▶ SOURCE PASSAGE
Start
The Weekly Screening Write-Up is an ongoing series for my blog. The purpose is to review briefly, at minimum, one film a week. In order to keep it interesting, I have imposed two pieces of criteria on myself for this entry. I will only write on films that I have viewed for the first time. I will not discuss films that I have purchased. I will describe the manner in which I watched the film and give a brief review.


The Last Broadcast (1998)

Horror/Found Footage


Stefan Avalos, Lance Weiler



(From “Bristling with equipment, two enthusiastic local access cable TV producers recruit an assistant and venture into a forest in search of the mythical and horrifying Jersey Devil. Days later, only one of the trio emerges. He becomes the prime suspect in the disappearances of the other two. However, a local filmmaker examines extensive footage found at the scene and arrives at a different conclusion.”


Immediately, The Last Broadcast succeeds on two fronts. First, the movie does a good job of building suspense and mystery with its narrative. Unfortunately, it also manages to completely destroy the buildup with one of the most nonsensical endings ever put to videotape (yes videotape, this was not recorded on film).

The Last Broadcast begins interestingly enough. It is a found footage movie from the late 90s, but whereas The Blair Witch Project aimed for authenticity, it is clear that this film is manufactured with subpar sets and costumes, typically of news reports and police officers. The premise is perfect for a horror/mystery movie. A group of people venture into the woods, only one comes out. The others (expect for one) are found brutally murdered. The lone survivor is charged and tried for the murders. All the evidence presented in the film points to the character Jim (the survivor). We the audience know (or should know) that he did not commit the murders, so the real intrigue begins as the creator of the “documentary” begins picking apart the evidence piece by piece, slowly demonstrating that Jim could not have been the killer. In my opinion, the movie functions quite well to this point. You relate to the characters and want to discover who, or what, caused these murders.
End
▶ TASKS TO CARRY OUT
A: Answer these questions about the review of The Last Broadcast:
(i) What creature do the two cable TV producers go into the forest to find?
(ii) If the movie was not recorded on film, what was it recorded on?
(iii) What is the name of the lone survivor?
B: Print the review of The Last Broadcast from "The Last Broadcast (1998)" to "recorded on film).".

▶ DATASET EXCERPT
Start
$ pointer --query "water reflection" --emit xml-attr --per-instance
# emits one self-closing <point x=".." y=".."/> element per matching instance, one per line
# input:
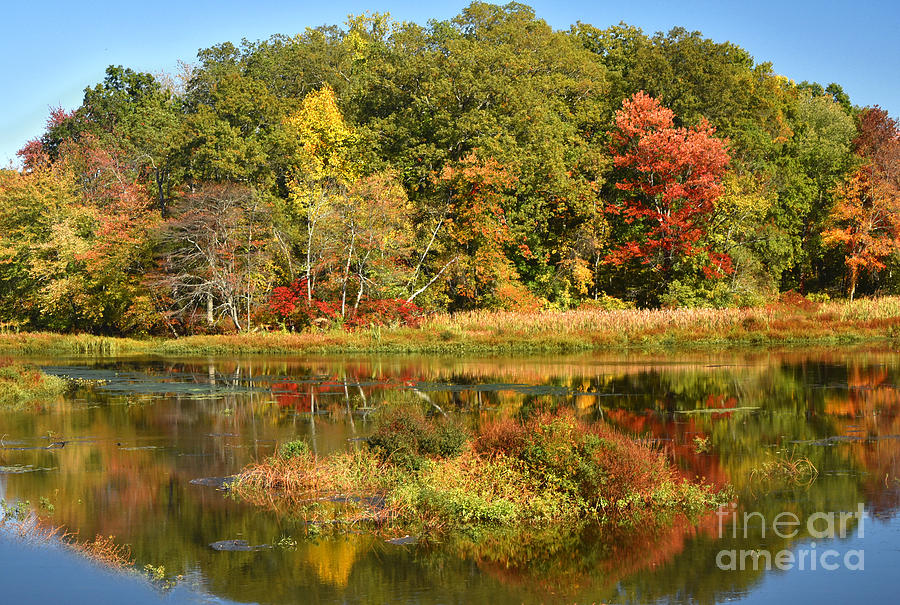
End
▶ EXERCISE RESPONSES
A:
(i) The Jersey Devil
(ii) Videotape
(iii) Jim

B:
The Last Broadcast (1998)

Horror/Found Footage


Stefan Avalos, Lance Weiler



(From “Bristling with equipment, two enthusiastic local access cable TV producers recruit an assistant and venture into a forest in search of the mythical and horrifying Jersey Devil. Days later, only one of the trio emerges. He becomes the prime suspect in the disappearances of the other two. However, a local filmmaker examines extensive footage found at the scene and arrives at a different conclusion.”


Immediately, The Last Broadcast succeeds on two fronts. First, the movie does a good job of building suspense and mystery with its narrative. Unfortunately, it also manages to completely destroy the buildup with one of the most nonsensical endings ever put to videotape (yes videotape, this was not recorded on film).